(LISTING)
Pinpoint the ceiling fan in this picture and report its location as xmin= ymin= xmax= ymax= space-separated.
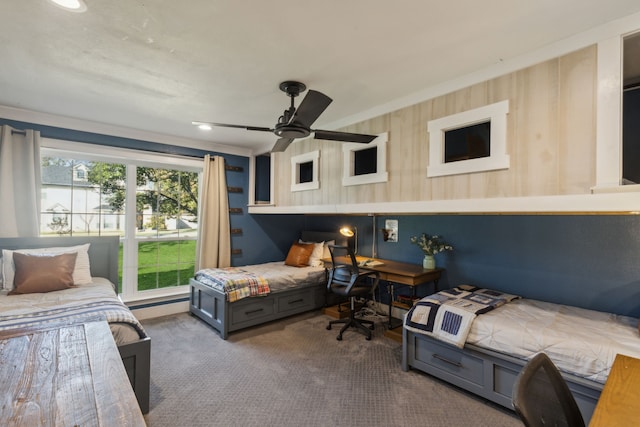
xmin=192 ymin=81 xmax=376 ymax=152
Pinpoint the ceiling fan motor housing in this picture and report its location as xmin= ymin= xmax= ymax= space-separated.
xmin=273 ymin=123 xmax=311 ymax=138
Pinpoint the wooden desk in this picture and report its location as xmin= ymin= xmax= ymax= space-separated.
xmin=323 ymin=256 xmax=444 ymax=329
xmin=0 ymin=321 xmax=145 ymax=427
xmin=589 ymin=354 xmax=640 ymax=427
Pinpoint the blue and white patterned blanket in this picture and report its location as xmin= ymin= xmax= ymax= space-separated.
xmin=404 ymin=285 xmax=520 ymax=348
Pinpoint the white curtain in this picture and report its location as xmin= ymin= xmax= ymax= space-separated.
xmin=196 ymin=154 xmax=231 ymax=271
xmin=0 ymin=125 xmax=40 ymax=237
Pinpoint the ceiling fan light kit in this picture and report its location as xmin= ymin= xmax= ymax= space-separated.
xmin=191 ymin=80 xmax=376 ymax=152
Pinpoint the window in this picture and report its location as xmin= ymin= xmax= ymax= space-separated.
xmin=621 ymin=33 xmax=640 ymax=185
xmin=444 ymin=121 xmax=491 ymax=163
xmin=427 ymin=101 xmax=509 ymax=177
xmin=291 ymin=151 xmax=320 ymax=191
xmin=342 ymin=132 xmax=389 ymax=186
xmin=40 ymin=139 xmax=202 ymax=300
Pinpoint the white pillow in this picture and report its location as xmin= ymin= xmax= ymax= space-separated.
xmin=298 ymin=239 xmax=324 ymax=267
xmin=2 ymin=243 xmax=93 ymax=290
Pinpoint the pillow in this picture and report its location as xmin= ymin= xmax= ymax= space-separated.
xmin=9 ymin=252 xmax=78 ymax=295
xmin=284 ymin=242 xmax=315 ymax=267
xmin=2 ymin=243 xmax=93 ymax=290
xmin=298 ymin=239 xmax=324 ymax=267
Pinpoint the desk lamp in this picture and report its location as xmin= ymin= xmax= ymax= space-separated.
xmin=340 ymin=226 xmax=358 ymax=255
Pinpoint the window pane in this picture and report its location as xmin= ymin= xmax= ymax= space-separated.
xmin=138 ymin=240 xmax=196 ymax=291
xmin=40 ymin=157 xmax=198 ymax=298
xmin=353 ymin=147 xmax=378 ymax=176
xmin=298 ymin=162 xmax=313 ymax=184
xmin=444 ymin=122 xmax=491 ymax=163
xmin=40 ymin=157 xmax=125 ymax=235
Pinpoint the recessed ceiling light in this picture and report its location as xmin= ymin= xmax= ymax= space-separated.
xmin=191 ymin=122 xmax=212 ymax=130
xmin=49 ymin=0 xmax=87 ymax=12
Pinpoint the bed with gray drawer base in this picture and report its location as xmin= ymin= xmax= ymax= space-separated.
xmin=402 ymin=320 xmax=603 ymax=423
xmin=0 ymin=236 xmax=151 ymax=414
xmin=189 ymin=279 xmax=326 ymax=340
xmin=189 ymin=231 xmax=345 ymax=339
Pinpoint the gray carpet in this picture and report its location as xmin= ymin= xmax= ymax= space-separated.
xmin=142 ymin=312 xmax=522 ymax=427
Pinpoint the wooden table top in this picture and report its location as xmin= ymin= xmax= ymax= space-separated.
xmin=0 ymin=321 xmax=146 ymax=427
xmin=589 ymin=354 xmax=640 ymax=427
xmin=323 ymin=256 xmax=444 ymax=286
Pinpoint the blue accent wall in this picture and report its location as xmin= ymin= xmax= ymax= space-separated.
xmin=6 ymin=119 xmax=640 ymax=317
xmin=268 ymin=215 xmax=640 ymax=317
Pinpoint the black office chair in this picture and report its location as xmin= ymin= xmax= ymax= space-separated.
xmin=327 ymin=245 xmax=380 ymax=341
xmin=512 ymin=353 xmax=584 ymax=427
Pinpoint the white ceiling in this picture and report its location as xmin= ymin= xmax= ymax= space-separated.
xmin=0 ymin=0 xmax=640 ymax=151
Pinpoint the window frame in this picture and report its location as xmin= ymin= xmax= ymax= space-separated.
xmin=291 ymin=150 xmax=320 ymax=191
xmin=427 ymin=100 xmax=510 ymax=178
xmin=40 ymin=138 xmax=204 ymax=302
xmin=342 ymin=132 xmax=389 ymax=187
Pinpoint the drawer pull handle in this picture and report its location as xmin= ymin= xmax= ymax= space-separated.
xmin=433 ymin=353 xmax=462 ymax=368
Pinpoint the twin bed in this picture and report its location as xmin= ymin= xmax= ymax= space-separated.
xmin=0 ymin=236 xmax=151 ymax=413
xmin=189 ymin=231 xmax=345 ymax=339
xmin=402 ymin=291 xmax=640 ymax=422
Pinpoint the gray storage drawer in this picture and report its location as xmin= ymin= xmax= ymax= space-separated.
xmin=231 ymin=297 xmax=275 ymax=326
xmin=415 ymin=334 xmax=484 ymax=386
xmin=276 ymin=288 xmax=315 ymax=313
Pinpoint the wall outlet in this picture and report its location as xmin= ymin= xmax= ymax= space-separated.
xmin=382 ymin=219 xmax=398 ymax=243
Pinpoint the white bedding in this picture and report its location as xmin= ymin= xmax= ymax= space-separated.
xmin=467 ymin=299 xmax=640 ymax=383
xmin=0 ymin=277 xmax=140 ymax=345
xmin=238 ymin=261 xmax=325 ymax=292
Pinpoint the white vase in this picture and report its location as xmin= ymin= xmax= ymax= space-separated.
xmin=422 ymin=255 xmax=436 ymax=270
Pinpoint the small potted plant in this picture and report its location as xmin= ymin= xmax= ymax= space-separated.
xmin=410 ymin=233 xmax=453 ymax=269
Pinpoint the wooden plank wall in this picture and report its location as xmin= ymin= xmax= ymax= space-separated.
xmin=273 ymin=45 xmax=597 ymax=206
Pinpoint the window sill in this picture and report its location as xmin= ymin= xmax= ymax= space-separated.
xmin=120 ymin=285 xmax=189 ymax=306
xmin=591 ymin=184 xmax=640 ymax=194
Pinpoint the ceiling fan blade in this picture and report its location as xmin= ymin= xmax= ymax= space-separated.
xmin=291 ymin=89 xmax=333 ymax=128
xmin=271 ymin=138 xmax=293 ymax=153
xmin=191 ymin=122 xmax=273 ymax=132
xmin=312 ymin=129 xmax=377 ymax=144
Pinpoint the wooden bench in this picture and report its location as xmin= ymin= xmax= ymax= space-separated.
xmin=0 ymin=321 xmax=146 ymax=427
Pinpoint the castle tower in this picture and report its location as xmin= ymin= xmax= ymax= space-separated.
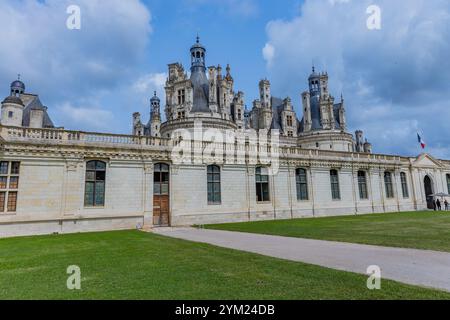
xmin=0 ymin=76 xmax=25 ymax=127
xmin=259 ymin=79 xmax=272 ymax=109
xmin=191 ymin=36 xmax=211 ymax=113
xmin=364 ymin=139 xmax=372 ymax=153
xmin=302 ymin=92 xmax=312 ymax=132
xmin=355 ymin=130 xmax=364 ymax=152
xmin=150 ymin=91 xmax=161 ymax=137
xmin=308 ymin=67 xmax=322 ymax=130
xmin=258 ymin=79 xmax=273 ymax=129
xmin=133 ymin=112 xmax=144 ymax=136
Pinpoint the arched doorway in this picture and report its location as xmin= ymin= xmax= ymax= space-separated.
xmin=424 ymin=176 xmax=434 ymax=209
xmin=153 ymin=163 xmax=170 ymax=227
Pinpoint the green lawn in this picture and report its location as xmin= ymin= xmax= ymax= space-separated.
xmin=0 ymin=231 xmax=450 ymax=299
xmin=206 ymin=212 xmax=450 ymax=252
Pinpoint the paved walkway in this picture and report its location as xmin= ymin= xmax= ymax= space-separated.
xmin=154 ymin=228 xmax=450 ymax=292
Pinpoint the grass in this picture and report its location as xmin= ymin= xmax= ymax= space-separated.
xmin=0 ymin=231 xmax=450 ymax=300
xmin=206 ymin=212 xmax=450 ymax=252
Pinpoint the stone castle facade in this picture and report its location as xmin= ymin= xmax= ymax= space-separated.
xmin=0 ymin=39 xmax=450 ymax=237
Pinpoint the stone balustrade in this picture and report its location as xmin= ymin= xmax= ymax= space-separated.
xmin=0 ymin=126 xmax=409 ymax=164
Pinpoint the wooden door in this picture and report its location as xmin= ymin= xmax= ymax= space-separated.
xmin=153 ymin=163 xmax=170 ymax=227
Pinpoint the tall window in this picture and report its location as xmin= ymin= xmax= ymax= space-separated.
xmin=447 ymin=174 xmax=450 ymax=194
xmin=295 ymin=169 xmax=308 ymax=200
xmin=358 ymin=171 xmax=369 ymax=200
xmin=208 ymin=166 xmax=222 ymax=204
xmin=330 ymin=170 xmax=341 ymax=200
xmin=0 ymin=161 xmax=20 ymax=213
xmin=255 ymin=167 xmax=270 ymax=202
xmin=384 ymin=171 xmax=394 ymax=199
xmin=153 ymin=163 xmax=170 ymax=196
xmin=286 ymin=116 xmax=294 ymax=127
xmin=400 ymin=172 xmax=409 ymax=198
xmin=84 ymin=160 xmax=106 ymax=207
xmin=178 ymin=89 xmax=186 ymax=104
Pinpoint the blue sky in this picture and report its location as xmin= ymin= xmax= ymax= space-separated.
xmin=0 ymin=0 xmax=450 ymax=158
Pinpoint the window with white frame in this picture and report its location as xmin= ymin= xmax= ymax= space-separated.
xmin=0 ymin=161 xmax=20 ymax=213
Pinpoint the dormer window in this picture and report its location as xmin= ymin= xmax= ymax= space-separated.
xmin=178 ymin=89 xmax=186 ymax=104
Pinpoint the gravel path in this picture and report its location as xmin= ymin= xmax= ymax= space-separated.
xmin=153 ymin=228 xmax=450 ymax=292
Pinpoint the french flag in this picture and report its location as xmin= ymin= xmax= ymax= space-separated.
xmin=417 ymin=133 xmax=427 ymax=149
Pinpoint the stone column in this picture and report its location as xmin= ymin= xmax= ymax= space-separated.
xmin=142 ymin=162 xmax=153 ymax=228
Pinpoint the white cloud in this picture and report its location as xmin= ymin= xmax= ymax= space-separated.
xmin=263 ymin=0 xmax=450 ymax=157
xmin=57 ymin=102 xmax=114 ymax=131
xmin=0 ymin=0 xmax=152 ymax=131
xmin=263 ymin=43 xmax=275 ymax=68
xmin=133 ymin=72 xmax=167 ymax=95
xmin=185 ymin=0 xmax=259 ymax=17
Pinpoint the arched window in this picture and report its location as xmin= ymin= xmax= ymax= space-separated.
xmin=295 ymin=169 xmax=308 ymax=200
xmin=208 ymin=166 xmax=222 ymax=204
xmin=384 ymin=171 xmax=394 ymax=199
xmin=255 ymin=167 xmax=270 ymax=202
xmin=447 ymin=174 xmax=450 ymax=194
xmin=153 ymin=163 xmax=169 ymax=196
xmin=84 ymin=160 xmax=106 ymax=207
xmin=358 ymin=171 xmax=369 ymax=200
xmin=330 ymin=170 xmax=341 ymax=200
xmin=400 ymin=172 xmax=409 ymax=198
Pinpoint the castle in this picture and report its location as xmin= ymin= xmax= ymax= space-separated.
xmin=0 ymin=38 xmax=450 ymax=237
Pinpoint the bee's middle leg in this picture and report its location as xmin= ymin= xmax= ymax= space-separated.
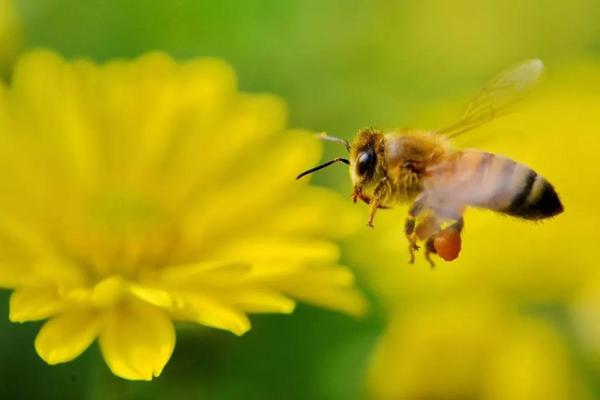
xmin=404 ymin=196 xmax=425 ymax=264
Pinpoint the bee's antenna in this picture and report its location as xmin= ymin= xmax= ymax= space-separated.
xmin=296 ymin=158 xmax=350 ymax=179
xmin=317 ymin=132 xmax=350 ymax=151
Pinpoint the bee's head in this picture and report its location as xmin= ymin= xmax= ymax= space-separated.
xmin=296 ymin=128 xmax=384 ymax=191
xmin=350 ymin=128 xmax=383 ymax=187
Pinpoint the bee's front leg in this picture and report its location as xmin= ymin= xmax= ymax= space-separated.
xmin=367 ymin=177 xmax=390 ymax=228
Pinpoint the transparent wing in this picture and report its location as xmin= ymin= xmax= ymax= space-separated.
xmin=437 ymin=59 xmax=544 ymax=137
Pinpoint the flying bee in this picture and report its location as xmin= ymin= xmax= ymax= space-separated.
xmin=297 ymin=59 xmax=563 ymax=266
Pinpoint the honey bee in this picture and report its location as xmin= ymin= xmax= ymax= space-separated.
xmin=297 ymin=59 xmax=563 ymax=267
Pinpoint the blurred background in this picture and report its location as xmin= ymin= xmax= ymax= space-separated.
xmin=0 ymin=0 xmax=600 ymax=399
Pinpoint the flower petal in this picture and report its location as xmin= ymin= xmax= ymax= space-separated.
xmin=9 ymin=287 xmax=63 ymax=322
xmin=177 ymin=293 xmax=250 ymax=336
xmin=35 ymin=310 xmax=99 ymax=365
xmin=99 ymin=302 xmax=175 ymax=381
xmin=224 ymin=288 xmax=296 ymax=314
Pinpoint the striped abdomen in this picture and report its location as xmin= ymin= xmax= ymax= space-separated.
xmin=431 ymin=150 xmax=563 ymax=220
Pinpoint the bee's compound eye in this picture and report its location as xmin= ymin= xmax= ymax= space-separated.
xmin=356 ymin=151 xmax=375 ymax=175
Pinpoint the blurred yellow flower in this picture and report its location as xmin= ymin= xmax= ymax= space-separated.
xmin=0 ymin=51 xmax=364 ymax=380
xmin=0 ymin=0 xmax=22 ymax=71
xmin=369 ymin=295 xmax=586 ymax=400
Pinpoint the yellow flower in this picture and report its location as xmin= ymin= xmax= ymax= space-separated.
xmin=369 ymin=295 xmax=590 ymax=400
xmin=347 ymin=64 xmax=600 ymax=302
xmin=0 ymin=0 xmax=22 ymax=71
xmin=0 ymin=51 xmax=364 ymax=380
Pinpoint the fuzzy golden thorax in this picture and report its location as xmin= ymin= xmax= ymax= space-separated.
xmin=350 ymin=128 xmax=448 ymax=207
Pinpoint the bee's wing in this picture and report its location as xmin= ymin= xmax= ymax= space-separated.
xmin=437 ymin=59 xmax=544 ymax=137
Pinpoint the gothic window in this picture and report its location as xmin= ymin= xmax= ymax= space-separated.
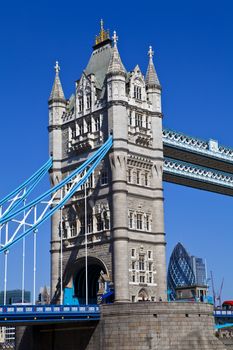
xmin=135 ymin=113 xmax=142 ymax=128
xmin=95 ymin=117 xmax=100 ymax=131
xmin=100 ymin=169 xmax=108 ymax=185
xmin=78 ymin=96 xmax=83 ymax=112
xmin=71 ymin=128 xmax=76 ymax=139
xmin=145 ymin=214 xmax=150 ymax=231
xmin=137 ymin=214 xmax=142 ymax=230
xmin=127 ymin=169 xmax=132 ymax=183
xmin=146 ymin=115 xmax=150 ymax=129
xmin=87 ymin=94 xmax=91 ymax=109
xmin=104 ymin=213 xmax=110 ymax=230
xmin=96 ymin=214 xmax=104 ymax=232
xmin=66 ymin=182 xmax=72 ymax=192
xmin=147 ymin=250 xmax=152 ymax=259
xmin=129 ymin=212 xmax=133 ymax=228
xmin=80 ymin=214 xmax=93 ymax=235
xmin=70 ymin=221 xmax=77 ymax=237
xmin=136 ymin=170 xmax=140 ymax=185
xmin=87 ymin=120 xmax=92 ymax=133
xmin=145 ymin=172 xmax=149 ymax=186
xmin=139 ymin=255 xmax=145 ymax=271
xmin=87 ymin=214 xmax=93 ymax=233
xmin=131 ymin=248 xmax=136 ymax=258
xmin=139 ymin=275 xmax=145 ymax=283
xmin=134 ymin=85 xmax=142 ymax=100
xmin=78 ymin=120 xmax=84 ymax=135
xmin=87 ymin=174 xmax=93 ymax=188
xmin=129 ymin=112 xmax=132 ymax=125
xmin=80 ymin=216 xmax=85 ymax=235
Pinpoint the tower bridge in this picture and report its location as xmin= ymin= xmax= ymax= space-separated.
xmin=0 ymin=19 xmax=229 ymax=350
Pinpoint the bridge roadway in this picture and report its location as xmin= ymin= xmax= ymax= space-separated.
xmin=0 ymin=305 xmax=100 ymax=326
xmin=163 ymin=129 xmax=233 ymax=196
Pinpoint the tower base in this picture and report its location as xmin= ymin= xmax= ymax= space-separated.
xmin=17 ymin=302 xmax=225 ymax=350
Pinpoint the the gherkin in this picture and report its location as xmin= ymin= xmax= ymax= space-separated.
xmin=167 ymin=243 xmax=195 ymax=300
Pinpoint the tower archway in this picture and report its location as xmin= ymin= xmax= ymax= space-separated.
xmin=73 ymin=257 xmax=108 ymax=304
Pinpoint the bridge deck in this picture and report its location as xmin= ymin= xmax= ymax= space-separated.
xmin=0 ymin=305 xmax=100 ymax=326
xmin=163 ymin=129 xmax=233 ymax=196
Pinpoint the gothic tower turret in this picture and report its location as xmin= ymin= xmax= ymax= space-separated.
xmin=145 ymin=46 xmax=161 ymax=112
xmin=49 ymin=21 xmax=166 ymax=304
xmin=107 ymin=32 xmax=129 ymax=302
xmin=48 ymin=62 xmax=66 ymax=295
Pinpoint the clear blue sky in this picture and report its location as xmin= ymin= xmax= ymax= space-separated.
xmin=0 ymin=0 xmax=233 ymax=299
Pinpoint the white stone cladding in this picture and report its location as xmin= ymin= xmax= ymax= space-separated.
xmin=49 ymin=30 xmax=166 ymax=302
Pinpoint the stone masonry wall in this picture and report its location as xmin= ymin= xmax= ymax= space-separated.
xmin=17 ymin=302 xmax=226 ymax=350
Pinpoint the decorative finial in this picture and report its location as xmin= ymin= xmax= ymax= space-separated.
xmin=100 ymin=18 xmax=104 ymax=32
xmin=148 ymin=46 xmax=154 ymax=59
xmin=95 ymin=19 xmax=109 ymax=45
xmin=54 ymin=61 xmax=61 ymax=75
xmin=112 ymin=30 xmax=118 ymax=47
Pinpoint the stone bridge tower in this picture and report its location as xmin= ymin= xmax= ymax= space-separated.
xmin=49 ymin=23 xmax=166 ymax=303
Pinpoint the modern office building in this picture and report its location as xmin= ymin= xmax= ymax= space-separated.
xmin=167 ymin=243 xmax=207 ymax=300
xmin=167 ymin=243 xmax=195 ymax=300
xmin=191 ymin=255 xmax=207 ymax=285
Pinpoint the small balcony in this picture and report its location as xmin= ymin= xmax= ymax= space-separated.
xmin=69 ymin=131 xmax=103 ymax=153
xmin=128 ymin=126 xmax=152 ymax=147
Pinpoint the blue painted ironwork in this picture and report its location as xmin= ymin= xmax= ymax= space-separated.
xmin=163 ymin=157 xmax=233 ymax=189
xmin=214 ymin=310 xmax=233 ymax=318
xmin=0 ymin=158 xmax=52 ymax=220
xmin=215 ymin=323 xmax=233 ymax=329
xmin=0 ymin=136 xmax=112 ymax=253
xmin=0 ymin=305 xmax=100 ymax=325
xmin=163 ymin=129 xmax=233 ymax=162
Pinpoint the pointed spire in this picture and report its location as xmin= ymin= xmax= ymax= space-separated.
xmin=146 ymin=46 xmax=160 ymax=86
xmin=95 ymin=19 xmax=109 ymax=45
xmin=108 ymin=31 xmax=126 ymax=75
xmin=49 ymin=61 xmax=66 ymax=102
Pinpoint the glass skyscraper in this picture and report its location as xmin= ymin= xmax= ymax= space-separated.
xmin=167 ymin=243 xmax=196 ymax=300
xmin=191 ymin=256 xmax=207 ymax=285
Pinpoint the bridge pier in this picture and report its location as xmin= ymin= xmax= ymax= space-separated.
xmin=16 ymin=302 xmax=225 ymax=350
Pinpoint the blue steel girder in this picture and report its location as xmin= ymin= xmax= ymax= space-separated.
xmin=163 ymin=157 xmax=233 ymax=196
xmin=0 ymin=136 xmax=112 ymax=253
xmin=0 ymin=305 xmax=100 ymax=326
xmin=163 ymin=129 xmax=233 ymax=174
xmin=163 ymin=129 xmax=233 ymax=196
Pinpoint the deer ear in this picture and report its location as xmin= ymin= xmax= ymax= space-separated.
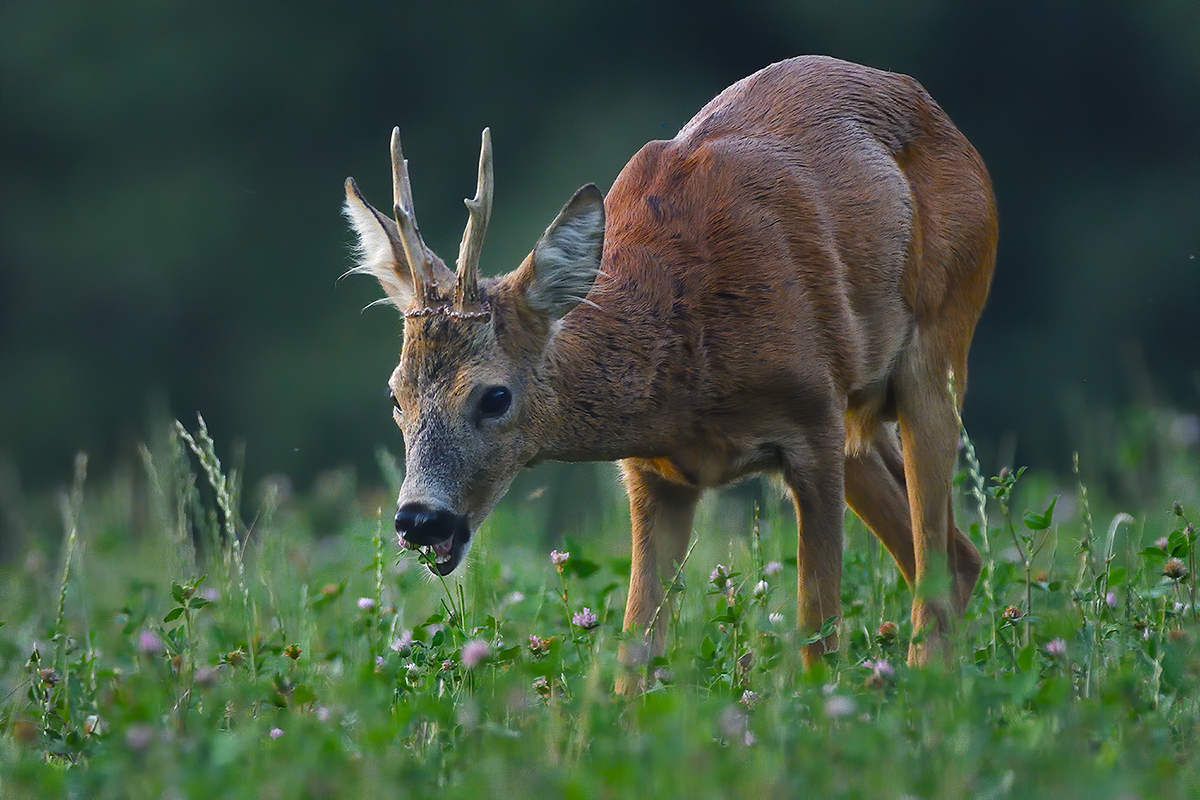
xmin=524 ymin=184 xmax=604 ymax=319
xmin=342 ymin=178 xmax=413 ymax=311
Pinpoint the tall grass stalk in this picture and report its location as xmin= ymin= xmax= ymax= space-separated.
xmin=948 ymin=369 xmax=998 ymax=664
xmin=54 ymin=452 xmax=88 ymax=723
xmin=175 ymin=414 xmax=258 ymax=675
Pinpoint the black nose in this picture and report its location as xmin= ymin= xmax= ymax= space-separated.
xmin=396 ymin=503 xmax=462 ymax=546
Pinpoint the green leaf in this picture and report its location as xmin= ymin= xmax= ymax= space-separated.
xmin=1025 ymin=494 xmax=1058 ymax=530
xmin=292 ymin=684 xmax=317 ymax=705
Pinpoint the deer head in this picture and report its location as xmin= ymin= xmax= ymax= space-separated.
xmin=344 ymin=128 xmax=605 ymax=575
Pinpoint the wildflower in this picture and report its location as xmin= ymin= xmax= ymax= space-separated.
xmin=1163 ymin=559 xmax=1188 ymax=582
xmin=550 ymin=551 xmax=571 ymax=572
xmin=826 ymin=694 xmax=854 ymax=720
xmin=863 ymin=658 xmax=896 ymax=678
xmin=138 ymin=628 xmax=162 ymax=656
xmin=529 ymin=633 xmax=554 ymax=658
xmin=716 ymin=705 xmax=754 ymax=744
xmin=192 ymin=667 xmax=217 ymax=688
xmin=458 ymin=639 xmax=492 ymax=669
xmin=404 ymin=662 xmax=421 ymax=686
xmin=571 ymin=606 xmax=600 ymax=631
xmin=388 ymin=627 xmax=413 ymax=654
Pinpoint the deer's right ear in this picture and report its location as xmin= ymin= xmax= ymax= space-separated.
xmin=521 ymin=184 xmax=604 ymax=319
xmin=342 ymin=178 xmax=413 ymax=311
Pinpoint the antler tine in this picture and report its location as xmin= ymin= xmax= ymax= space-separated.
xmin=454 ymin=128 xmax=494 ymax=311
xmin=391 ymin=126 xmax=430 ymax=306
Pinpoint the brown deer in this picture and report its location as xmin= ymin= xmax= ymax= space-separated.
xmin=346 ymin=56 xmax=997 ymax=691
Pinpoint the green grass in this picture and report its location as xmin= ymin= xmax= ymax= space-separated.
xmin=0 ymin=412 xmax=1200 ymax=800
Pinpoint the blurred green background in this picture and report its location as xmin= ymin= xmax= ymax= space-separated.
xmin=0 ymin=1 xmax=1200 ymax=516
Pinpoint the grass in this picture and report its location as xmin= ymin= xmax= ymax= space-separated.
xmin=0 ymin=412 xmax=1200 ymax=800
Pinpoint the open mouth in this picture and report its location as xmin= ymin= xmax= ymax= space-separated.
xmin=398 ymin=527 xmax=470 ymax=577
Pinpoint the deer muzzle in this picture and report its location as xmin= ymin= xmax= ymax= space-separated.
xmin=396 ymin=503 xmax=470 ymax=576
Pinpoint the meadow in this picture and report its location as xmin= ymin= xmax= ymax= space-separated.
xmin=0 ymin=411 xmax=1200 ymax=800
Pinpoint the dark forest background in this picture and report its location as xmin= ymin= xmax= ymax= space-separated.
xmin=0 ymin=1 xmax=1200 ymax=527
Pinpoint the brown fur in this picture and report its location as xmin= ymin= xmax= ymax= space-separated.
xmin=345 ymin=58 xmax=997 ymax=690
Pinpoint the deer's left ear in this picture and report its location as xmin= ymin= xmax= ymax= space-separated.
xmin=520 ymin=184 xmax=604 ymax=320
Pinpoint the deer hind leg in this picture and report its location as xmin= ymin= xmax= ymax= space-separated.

(EXERCISE GOAL) Give the lines from the one containing "Pinpoint the brown fur" through the final line of the material above as a JSON list of strings, one string per line, leaving out any blank lines.

(PROBLEM SOLUTION)
[
  "Pinpoint the brown fur in this picture and report its location as xmin= ymin= xmax= ymax= space-separated.",
  "xmin=345 ymin=58 xmax=997 ymax=690",
  "Pinpoint the deer's left ear in this picture and report its location as xmin= ymin= xmax= ymax= space-separated.",
  "xmin=520 ymin=184 xmax=604 ymax=320",
  "Pinpoint the deer hind leg in this picture and report its location as xmin= ymin= xmax= ymax= space-separated."
]